*** Source document

NGL Energy Partners Q1 2025 Earnings Call Transcript

There are 7 speakers on the call.

Operator

Thank you for standing by. My name is Max, and I will be your conference operator for today. At this time, I would like to welcome everyone to NGL Energy Partners First Quarter 2025 Earnings Call. All lines have been placed on mute to prevent any background noise. After the speakers' remarks, there will be a question and answer Thank you.

Operator

I would now like to turn the call over to Brad Cooper, CFO. Please go ahead.

Speaker 1

Good afternoon, and thank you to everyone for joining us on the call today. Our comments today will include plans, forecasts and estimates that are forward looking statements under the U. S. Securities law. These comments are subject to assumptions, risks and uncertainties that could cause actual results to differ from the forward looking statements.

Speaker 1

Please take note of the cautionary language and risk factors provided in our presentation materials and our other public disclosure materials. Let's get into the quarterly results. Our results for the quarter were strong across all three business units. Water Solutions, Crude Oil Logistics and Liquids Logistics all met or beat our internal expectations. Consolidated adjusted EBITDA for the quarter came in at $144,300,000 in the Q1.

Speaker 1

I'm happy to report the performance from the Q1 as carried over to the start of our Q2. The butane blending season will begin soon while wholesale propane is dependent on winter weather and heating demand as you are very well aware. The Water Solutions segment continues to perform quite well with physical disposal volumes averaging approximately 2,700,000 barrels per day in the month of July. When you include deficiency volumes in July, we will be paid on approximately 3,000,000 barrels per day. As mentioned on our year end call in early June, we also achieved other non operational milestones during the quarter.

Speaker 1

First, we announced the sale of 2 ranches in Eddy and Lea counties for a total of approximately $70,000,000 2nd, on April 25, we made our last arrearage payment on the preferred Class B, C and Ds. This made us current on all preferred classes. On June 21st, the Board of Directors of our general partner declared a quarterly distribution for the preferred Class B, C and Ds that was paid on July 15th. 3rd, on June 5, the Board of Directors authorized a common unit repurchase program, which allows us to repurchase up to $50,000,000 of our outstanding units. This program does not have a fixed expiration date.

Speaker 1

Currently, we have not purchased any common units under this program as we've been managing the LEX II spend as well as our seasonal liquids inventory builds. 4th, after the quarter ending June 30 and under the terms of the Term Loan B agreement, we repriced and amended the SOFR margin from 4.50 basis points to 3.75 basis points, which reduces our interest expense by $5,250,000 per year. We closed the repricing earlier this week on August 5. Water Solutions adjusted EBITDA was $125,600,000 in the 1st quarter versus $123,200,000 in the prior Q1. Physical water disposal volumes were 2,470,000 barrels per day in the Q1 versus 2,460,000 barrels per day in the prior Q1.

******

Your objective
Answer these questions from the earnings call transcript:
1. What was consolidated adjusted EBITDA for the quarter?
2. Up to how much of its outstanding units does the common unit repurchase program allow the company to buy back?
3. On what date did the company close the Term Loan B repricing?
Answer from the earnings call transcript alone.

*** Exercise data

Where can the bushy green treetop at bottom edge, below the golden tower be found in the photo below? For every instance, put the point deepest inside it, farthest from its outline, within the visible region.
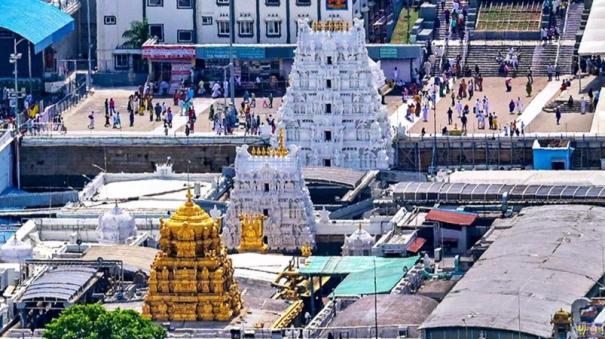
(92, 321)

******

Response for this exercise
1. $144,300,000
2. Up to $50,000,000
3. August 5